The primary hazard is getting the wider wheels pressed into flangeways so tightly that they cannot be withdrawn. Then if the person riding in the device is unable to leave it due to a physical disability, they may be struck by a train unless help arrives in time.
The problem can be avoided if the user crosses perpendicular to the track, however, lapses in that requirement are inevitable since the devices have zero turn attributes and the user is accustomed to using this ability for navigating various obstructions. They will be far more accustomed to impulsive sharp turns than they are to the admonition to cross grade crossings at right angles; especially when the need to do so is completely unapparent without practical experience.
Also, the lead wheels are typically on casters, and even a slight range of zero-turn application will immediately turn the casters at right-angles to the direction of travel. If this happens as the casters are about to cross a flangeway, it aligns the casters to drop into the flangeway.
Also, the casters are easily unintentionally rotated by minor obstructions in the path of travel. Since the flangeway is a major obstruction to a caster, the flangeway alone poses the risk of accidentally rotating the caster ninety-degrees so its wheel is paralle
This is a cute treatise but it fails to address the #1 issue with flangeway fillers since the Lord proposed them to Noah: what about flanger operation?
About the best I have come up with in a great deal of time is very precise GPS beaconing that can raise and lower flanger cutters at these crossings, for example via a high-accuracy version of that grade-crossing location app that has now disappeared; or some kind of ramp analogous to those used for some kind of steam-locomotive water scoop that trip retract when encountered … I don’t agree with automatic re-extension but professionals may laugh at me for that.
I also toyed with the idea of a relatively large-diameter sectional wheel, in place of a straight flanger cutter, that would break up and expel ice from the gap, but just press down full-height elastomer fillers – didn’t some sleet cutters work a comparable way? In constant running these would dress the gauge face of the rail continuously and by extension even ‘pickable’ facing points without throwing them open…
Maybe I misunderstand your point, but to my knowledge, flangers have no ability to run through a grade crossing and clean out the flangeways. Flangers are intended to cut snow below the cut bottom of a snow plow pass which is maybe 3-6” above the top of the rail. Then a flanger is run to cut more snow out to a lower elevation to about 3-5” below the tops of the rails. The flanger blade is notched out at each rail location so it can cut below the top of the rail elevation along the outside of the rails and in between them.
While snow plows can pass right over a grade crossing just like on the rest of the track, flangers must be raised in order to pass over a grade crossing. Otherwise, it will snag the crossing planks and tear them out or it will derail the flanger and probably the locomotive pushing it.

◆ **Directions**:
1 – List each idea the flangeway discussion puts forward for handling flanger operation at crossings fitted with flangeway fillers.
2 – Carry the flangeway discussion forward from its final sentence.

◆ **Data shown**:
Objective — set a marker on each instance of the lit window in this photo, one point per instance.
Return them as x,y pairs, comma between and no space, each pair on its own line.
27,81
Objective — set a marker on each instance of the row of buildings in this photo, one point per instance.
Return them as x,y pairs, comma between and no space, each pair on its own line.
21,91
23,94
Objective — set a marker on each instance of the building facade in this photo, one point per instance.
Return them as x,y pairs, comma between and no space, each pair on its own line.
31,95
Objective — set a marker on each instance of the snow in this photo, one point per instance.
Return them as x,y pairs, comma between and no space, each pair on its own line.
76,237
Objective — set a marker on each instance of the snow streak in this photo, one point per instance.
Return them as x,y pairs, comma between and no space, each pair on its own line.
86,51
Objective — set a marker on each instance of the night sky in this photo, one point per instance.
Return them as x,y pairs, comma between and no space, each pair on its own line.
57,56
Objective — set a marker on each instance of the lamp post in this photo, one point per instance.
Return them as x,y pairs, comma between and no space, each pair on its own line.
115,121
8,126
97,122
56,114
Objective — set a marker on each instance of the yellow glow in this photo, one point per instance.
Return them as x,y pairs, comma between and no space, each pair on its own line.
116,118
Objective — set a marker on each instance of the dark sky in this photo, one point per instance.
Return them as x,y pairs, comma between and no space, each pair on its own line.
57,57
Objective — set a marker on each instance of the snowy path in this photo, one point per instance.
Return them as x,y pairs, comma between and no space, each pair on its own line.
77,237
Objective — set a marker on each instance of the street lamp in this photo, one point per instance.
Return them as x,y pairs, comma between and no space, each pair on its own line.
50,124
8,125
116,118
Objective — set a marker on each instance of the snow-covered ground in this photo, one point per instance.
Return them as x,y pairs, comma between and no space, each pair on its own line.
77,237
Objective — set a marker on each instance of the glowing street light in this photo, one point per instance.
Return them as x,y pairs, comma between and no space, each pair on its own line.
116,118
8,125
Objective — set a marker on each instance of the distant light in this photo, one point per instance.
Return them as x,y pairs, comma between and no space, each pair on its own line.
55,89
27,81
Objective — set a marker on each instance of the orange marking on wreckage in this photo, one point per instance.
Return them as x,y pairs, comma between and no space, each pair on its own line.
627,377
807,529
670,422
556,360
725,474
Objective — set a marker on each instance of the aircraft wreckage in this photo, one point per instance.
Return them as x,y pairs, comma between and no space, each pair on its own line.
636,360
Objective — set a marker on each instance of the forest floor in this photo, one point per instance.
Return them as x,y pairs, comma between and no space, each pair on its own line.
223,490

◆ **Exercise answers**:
1 –
- Very precise GPS beaconing that raises and lowers the flanger cutters at the crossings, for example through a high-accuracy version of a grade-crossing location app
- A ramp, like those used for steam-locomotive water scoops, that trips the cutters into retracting when it is encountered
- A relatively large-diameter sectional wheel in place of a straight flanger cutter, which would break up and expel ice from the gap while pressing down full-height elastomer fillers

2 –
This is why there is a flanger sign posted on both sides of every grade crossing. It is to tell the flanger operator to raise the blade to clear the height of the crossing. Flangers must also be raised for other features such as switches, railroad crossings (diamonds), guard rails and tie spacing timbers on bridges and trestles, and anything else that is built up higher than the tops of the ties.
But to the point of flangeway fillers or railseals interfering with ice removal, I have read the manufacturer’s claims that flangeway fillers and railseals actually eliminate the ice accumulation problem with grade crossing flangeways.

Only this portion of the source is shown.